About this task:
Report back every line in the data that includes the string "coordinates".

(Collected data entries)
=-=-=-=-=

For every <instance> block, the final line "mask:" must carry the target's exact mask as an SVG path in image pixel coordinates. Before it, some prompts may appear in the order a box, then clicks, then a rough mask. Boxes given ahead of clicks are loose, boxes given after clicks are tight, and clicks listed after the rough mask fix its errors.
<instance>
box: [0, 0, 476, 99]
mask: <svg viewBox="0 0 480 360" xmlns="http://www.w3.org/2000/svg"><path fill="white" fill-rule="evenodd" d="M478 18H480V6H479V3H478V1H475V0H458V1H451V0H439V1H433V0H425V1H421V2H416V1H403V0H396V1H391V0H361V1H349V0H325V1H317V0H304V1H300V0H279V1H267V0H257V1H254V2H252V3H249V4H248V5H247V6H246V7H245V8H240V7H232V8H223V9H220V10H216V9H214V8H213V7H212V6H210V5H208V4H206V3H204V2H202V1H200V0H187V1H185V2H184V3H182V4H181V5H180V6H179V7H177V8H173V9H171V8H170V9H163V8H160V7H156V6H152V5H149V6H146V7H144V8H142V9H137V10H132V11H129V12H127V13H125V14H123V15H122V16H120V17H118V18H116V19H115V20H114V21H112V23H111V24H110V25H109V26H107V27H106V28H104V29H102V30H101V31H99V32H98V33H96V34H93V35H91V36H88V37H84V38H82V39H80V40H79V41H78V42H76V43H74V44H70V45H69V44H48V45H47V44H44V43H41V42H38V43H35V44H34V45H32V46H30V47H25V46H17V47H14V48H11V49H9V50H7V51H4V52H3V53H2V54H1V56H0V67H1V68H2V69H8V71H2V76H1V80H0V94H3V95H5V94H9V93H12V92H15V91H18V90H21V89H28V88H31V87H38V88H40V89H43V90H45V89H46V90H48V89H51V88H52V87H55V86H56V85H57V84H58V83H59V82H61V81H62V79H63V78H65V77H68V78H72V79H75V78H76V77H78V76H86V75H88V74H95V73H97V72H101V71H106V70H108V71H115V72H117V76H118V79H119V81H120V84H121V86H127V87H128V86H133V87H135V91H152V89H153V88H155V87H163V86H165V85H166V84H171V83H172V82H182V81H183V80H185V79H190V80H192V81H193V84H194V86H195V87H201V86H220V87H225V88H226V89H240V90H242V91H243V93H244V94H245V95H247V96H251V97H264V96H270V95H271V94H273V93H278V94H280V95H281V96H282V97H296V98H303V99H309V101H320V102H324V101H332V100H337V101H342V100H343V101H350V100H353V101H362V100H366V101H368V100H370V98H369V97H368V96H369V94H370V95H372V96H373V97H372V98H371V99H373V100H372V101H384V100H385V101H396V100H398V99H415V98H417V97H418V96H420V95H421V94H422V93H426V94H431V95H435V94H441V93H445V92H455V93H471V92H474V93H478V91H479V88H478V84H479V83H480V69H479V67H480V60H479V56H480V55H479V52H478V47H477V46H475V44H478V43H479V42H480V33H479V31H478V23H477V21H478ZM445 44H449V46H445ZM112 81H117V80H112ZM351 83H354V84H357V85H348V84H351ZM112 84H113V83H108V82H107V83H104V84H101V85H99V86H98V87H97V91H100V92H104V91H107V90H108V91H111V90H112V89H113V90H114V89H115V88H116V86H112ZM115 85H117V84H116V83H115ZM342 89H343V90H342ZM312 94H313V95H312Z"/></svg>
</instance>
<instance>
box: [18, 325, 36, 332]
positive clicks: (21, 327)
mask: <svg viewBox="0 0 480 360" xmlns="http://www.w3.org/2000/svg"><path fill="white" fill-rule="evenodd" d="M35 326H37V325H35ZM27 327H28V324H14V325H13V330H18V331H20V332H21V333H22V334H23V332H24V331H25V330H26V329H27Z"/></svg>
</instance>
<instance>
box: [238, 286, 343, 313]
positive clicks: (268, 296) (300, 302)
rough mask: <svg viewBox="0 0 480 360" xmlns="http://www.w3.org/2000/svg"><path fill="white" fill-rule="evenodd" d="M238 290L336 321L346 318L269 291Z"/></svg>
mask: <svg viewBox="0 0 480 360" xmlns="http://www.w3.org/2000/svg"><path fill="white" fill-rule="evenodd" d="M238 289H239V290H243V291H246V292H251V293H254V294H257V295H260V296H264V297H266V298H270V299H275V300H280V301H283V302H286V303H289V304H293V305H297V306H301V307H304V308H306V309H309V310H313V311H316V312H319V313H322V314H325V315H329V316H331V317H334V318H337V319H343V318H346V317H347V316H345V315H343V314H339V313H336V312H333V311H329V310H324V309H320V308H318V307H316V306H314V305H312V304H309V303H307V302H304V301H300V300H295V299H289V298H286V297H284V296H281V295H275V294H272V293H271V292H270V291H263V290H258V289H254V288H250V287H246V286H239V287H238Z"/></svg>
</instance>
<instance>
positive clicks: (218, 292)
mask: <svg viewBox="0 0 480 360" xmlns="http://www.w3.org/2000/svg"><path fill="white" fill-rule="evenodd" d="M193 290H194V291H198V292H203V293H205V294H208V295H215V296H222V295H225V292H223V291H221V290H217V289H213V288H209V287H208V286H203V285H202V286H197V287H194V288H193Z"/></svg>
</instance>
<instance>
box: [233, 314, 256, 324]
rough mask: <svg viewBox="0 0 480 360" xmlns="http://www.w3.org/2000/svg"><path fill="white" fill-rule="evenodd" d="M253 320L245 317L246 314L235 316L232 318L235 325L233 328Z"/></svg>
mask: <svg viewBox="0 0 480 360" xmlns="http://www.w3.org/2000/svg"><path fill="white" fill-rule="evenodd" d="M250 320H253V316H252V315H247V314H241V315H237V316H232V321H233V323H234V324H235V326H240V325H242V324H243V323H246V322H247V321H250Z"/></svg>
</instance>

=-=-=-=-=

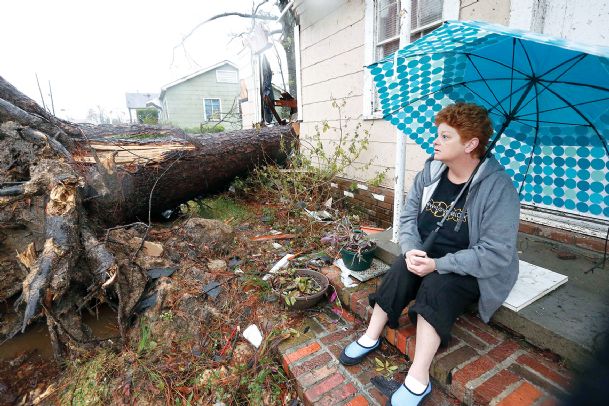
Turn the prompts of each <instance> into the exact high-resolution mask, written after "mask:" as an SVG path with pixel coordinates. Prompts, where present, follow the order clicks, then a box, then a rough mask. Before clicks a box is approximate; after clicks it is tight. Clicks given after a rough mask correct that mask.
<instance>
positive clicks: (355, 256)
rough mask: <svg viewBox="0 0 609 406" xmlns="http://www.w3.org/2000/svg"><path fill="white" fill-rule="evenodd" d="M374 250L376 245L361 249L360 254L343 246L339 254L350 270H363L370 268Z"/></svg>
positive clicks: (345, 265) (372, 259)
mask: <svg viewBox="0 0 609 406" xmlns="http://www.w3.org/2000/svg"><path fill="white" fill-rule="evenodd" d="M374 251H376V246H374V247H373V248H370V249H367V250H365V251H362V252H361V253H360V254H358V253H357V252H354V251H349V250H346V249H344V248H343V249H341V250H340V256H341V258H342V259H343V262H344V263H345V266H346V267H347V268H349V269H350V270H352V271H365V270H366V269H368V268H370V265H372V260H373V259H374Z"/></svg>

=-=-=-=-=

Written solution:
For every <instance> block, the final line "mask:" must carry the target's exact mask as an SVG path in image pixel coordinates. Before it, some prompts may appear in the order a box, then clicks, then a rough mask. Boxes given ahead of clicks are loose, boxes given after clicks are tight, and clicks listed after the rough mask fix its errors.
Turn the prompts of each <instance> into the exact high-resolution mask, written after "mask:" as an SVG path with pixel coordinates. Prompts, where present, follow the order clicks, then a box, then a rough mask. Before clicks a box is approximate; after clicks it is tight. Clicks given after a rough mask correct that mask.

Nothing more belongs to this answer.